_MATERIAL FOR THIS EXERCISE:_

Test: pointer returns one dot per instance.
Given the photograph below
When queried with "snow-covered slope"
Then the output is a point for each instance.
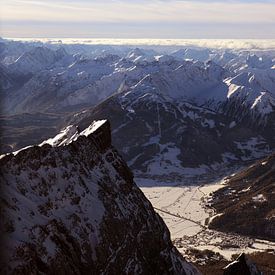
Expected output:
(72, 207)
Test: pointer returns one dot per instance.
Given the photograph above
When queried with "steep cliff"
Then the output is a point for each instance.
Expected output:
(70, 206)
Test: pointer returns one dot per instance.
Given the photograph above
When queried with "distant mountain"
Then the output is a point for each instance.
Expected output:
(37, 59)
(220, 111)
(72, 207)
(186, 118)
(246, 204)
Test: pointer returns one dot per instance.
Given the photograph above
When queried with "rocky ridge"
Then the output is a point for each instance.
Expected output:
(72, 207)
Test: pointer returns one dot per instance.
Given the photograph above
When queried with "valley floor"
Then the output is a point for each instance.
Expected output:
(183, 207)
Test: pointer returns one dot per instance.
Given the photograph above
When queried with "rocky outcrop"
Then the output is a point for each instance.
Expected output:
(246, 203)
(74, 208)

_ACTION ITEM:_
Give back the full listing exactly, with pictures dropped.

_SOLUTION TO THIS EXERCISE:_
Test: pointer returns one dot per instance.
Given the photograph below
When queried with "snow-covered slope"
Then the output is a point for each instance.
Expected output:
(72, 207)
Test: pointer returns one dot per instance.
Given the photograph above
When queried with "steep cliff"
Then the output is a point for each instance.
Expected output:
(70, 206)
Test: pointer returns one dot per instance.
Given the photograph above
When queried with "distant mountain"
Then the output is a point for each instance.
Expected output:
(37, 59)
(220, 111)
(72, 207)
(186, 118)
(246, 204)
Test: pointer returns one dot per instance.
Given the photograph above
When queried with "rocky ridge"
Then the output is a point for each instance.
Expected output:
(72, 207)
Test: pointer returns one dot per instance.
Given the photograph above
When queried with "valley floor"
Then the output is a point for each instance.
Expected output:
(183, 207)
Test: pointer returns one dot per instance.
Given the photograph above
When queried with "rocky outcrop"
Then the output is a point for each instance.
Expected output:
(246, 203)
(74, 208)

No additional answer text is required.